Given instruction | Extract each line from the records below in which the word "concrete" appears.

* Begin *

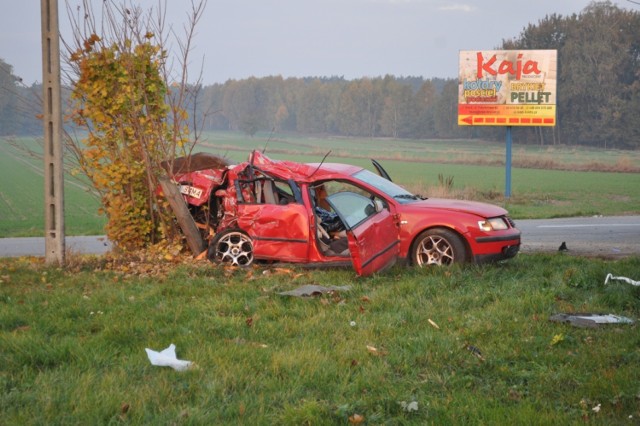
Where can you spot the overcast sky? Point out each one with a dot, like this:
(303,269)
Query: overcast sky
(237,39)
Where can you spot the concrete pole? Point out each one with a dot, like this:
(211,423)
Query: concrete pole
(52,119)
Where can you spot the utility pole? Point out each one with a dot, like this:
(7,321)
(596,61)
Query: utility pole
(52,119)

* End *
* Begin *

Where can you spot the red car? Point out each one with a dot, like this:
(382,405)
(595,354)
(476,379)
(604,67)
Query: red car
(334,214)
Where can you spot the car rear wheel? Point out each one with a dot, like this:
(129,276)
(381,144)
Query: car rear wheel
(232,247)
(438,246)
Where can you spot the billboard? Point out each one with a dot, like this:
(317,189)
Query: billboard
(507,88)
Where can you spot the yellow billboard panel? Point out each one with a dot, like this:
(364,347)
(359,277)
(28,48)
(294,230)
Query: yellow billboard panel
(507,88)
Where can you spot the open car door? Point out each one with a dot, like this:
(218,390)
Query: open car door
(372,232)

* End *
* Begin *

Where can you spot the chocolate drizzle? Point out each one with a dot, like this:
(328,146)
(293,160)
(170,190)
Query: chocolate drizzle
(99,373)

* End *

Task answer |
Where can you spot the concrete pole? Point out each one with a dot, like this:
Query: concrete pole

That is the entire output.